• Action item: Transcribe every entry word for word, but drop the pictures.

------ The data ------

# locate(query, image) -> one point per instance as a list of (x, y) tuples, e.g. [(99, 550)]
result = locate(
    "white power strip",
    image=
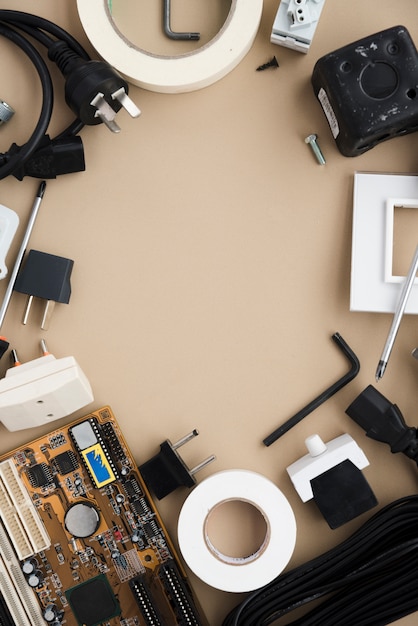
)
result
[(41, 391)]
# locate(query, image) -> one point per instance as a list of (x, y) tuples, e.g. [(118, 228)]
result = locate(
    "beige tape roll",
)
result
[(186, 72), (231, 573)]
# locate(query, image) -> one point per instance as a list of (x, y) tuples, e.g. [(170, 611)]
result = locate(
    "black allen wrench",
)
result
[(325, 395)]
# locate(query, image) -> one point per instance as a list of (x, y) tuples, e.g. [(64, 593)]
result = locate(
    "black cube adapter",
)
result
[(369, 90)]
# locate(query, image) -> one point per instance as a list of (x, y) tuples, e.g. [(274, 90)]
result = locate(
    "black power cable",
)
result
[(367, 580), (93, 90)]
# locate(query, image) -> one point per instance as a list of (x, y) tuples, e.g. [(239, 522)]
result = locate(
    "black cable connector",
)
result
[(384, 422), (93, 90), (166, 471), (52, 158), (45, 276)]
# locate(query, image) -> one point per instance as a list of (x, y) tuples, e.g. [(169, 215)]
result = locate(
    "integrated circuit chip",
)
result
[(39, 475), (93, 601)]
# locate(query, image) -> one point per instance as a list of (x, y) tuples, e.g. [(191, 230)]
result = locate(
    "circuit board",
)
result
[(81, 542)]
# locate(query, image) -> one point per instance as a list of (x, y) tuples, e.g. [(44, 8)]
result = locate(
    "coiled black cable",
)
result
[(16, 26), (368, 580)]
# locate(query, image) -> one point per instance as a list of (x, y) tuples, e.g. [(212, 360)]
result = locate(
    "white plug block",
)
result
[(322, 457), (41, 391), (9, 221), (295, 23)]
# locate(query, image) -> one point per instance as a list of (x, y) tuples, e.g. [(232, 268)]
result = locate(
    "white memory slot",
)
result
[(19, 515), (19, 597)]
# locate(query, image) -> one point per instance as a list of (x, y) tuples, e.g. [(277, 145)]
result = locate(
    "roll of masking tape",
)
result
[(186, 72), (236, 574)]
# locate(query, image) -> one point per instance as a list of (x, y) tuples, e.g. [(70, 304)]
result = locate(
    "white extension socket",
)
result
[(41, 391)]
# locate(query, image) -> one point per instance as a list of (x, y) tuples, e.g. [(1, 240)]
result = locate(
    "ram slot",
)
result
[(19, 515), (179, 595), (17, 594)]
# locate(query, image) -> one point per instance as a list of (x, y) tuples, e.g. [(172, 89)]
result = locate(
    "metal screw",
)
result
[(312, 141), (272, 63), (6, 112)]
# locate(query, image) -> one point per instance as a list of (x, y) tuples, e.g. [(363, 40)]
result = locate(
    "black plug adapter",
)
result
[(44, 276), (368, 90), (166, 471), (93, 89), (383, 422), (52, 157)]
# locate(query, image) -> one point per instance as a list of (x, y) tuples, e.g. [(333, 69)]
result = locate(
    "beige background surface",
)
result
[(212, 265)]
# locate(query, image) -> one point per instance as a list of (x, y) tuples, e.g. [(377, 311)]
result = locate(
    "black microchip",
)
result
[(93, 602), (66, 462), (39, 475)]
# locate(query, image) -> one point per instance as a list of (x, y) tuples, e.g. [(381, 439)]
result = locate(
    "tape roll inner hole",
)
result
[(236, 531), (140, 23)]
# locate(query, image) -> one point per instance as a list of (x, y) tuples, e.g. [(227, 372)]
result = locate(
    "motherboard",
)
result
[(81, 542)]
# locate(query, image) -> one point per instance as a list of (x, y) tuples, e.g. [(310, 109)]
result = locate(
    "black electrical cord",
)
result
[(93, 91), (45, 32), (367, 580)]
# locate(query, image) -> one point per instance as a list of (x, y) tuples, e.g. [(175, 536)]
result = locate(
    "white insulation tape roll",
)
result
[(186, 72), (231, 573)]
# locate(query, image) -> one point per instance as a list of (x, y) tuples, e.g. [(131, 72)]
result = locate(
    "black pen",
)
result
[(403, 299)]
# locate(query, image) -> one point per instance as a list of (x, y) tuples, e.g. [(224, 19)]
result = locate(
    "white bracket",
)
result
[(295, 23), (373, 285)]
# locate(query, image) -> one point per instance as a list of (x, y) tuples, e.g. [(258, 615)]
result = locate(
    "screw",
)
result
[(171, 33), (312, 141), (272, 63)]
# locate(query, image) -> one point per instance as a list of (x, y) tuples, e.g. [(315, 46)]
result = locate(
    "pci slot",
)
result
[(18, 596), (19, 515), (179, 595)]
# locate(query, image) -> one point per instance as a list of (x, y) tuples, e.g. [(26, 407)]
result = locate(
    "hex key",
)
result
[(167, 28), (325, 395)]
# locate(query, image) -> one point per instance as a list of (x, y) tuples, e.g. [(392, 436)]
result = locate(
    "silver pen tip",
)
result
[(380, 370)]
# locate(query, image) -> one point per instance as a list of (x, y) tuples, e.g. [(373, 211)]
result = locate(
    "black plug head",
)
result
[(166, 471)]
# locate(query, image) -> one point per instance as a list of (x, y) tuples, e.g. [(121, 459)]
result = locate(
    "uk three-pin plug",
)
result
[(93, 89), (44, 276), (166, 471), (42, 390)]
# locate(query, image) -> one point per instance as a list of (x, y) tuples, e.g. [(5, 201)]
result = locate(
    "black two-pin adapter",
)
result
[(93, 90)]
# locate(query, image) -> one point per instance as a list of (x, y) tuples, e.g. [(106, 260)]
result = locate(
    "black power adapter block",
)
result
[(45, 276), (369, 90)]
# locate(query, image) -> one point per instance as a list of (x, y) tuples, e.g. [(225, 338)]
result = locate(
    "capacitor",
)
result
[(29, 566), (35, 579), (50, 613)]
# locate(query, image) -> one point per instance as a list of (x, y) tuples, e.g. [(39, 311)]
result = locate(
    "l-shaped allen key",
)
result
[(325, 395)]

------

• Task output:
# locate(query, image) -> one point per instance as a list of (x, y) tuples, e.g. [(99, 550)]
result = locate(
    "white power strip",
    image=
)
result
[(41, 391)]
# locate(query, image) -> one point per instance as a list of (x, y) tuples, e.g. [(118, 228)]
result = locate(
    "beige tape roll",
)
result
[(186, 72), (231, 573)]
# locate(query, image) -> one point per instance as a list of (x, y) tuples, e.g. [(170, 611)]
result = locate(
    "black allen wrench",
)
result
[(325, 395)]
# locate(query, image) -> one point per instance as a list of (x, y) tuples, e.g. [(64, 593)]
result = locate(
    "black cube adapter",
)
result
[(369, 90)]
# locate(query, image) -> one point per instance as a list of (x, y) tuples, e.g. [(274, 90)]
result = locate(
    "black power cable",
)
result
[(367, 580), (93, 90)]
# locate(query, image) -> one point per instance as a list of (x, y) tuples, e.g. [(239, 522)]
result = locate(
    "black cable connector",
)
result
[(384, 422), (93, 90), (166, 471), (52, 158), (45, 276)]
# locate(query, image) -> one point per instance as a list of (x, y) tuples, e.g. [(169, 215)]
result = locate(
    "integrated circuit chip",
)
result
[(39, 475), (93, 601)]
# locate(query, image) -> one point per instance as a list of (x, y) tuples, e.g. [(191, 230)]
result = locate(
    "circuit board",
)
result
[(81, 542)]
# locate(query, image) -> one point per instance as a list of (x, y) tuples, e.g. [(44, 8)]
result = locate(
    "coiled black cable",
)
result
[(16, 26), (368, 580)]
# locate(query, image) -> one point per instance as a list of (x, y) tuples, e.g. [(212, 360)]
result = locate(
    "white plug block",
)
result
[(322, 457), (41, 391), (9, 221), (295, 23)]
# locate(query, image) -> one point per instance as a list of (x, y) tuples, e.g. [(232, 268)]
result = locate(
    "white memory slot",
)
result
[(19, 515), (19, 597)]
# locate(query, image) -> one point per instance as a list of (x, y) tuples, e.g. [(277, 145)]
result = locate(
    "roll of masking tape",
)
result
[(186, 72), (236, 574)]
# locate(query, image) -> one point per instance as a list of (x, y) tuples, e.g. [(70, 304)]
result = locate(
    "white extension socket",
)
result
[(41, 391)]
# locate(query, image) -> one point per instance as a list of (x, y) tuples, e.g. [(1, 240)]
result = locate(
    "ram slot",
)
result
[(19, 515), (179, 595), (17, 594)]
# locate(query, image) -> one point per instance as a list of (x, y) tuples, e.g. [(172, 89)]
result = locate(
    "metal screw",
)
result
[(312, 141), (272, 63), (6, 112)]
# locate(query, image) -> one point per instance as a list of (x, y) tuples, e.g. [(363, 40)]
result = locate(
    "black plug adapter",
)
result
[(44, 276), (368, 90), (166, 471), (93, 89), (383, 422), (52, 157)]
# locate(query, image) -> one point per instance as a list of (x, y) tuples, e.g. [(333, 69)]
result = locate(
    "beige background surface",
)
result
[(212, 265)]
# locate(query, image) -> one point per instance as a list of (x, y) tuples, e.g. [(377, 311)]
result = locate(
    "black microchip",
)
result
[(93, 602), (66, 462), (39, 475)]
# locate(query, image) -> one point per instance as a list of (x, y) tuples, e.g. [(381, 439)]
result = locate(
    "tape roll inner hole",
)
result
[(236, 531), (140, 23)]
# locate(query, image) -> one point per instance as a list of (x, y) tuples, e.g. [(227, 372)]
result = locate(
    "motherboard",
)
result
[(81, 542)]
# locate(query, image) -> one point per instance as a list of (x, y) tuples, e.g. [(310, 109)]
result = locate(
    "black electrical cord",
)
result
[(93, 91), (45, 32), (367, 580)]
# locate(query, image) -> one point per instance as a list of (x, y) tuples, e.g. [(175, 536)]
result = locate(
    "white insulation tape roll",
)
result
[(186, 72), (231, 573)]
# locate(query, image) -> one point per instance as a list of (x, y) tuples, e.g. [(131, 72)]
result = locate(
    "black pen",
)
result
[(403, 299)]
# locate(query, image) -> one point per instance as a list of (x, y) tuples, e.g. [(224, 19)]
result = locate(
    "white bracket",
)
result
[(295, 23), (373, 285)]
# locate(query, image) -> one point per instance as a list of (x, y) tuples, e.g. [(258, 615)]
result = locate(
    "screw",
)
result
[(171, 33), (312, 141), (272, 63)]
# locate(query, image) -> one point per instance as a list of (x, y) tuples, e.g. [(315, 46)]
result = locate(
    "pci slot",
)
result
[(18, 596), (19, 515), (179, 595)]
# locate(query, image) -> one point per instance as a list of (x, y) tuples, e.g. [(26, 407)]
result = locate(
    "hex key",
)
result
[(167, 28), (325, 395)]
# locate(query, image) -> one point per instance as a list of (x, y) tuples, e.g. [(392, 436)]
result = locate(
    "silver pen tip",
)
result
[(380, 370)]
# locate(query, image) -> one point per instance as a list of (x, y) tuples, e.g. [(373, 211)]
result = locate(
    "black plug head",
)
result
[(166, 471)]
# locate(query, image) -> one point per instance as a list of (x, y) tuples, e.g. [(121, 459)]
result = locate(
    "uk three-pin plug",
)
result
[(93, 89), (44, 276), (166, 471), (42, 390)]
# locate(query, image) -> one point per instance as a list of (x, y) tuples, e.g. [(5, 201)]
result = locate(
    "black two-pin adapter",
)
result
[(93, 90)]
# locate(query, image) -> one point per instance as a list of (x, y) tuples, e.g. [(106, 260)]
result = locate(
    "black power adapter block",
)
result
[(45, 276), (369, 90)]
# locate(query, image) -> one point per instance as a list of (x, y) tuples, e.g. [(225, 338)]
result = locate(
    "capacitor",
)
result
[(29, 566), (35, 579), (50, 613)]
# locate(query, image) -> one point per instance as a list of (x, y) tuples, e.g. [(39, 311)]
result = locate(
    "l-shaped allen key",
)
result
[(325, 395)]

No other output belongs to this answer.